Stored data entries

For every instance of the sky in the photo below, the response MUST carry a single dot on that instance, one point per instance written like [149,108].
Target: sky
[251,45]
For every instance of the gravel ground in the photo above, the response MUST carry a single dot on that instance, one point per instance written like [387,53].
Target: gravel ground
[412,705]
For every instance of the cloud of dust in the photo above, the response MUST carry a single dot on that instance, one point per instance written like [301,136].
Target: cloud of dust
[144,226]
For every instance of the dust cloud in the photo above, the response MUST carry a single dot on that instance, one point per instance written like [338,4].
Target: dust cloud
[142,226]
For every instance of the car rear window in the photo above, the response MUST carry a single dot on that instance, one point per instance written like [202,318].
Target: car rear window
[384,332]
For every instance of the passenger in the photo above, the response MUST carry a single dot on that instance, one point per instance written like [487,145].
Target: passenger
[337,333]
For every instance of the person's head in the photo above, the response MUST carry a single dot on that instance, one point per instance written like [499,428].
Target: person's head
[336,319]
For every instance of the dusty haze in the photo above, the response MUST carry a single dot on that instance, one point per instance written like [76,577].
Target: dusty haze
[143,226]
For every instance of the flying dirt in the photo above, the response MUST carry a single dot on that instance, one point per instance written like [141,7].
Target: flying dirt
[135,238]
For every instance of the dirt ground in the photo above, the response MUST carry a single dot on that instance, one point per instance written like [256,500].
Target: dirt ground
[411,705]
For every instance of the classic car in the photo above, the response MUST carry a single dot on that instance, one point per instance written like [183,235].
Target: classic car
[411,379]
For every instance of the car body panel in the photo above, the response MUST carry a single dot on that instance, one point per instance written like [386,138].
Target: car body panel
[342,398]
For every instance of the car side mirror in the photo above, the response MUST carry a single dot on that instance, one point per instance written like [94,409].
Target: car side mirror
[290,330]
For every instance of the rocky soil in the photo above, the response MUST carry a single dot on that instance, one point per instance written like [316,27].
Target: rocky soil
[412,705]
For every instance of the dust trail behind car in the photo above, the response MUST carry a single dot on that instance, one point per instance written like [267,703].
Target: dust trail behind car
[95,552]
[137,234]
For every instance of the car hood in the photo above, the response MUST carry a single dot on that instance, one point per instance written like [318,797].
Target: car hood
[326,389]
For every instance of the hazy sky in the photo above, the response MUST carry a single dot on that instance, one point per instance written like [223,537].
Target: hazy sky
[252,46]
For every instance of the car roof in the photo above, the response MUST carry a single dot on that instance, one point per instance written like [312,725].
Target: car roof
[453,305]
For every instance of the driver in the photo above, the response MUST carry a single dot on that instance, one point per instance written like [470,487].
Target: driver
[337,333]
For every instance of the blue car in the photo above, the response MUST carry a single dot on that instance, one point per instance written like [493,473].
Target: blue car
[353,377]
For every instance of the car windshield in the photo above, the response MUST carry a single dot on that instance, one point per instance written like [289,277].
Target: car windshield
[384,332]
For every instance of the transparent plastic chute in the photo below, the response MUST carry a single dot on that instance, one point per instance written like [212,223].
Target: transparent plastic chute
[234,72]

§ **EXERCISE DESCRIPTION**:
Lines from the entries that contain the word "below" are what the answer must hold.

§ **OUTPUT FOR THIS TASK**:
For every instance of the sky in the photo below, the response MUST carry a single dot on that instance, one point per instance written like [149,108].
For every instance of the transparent plastic chute in the photo below, the response MUST carry a single dot on that instance, one point per instance written like [212,223].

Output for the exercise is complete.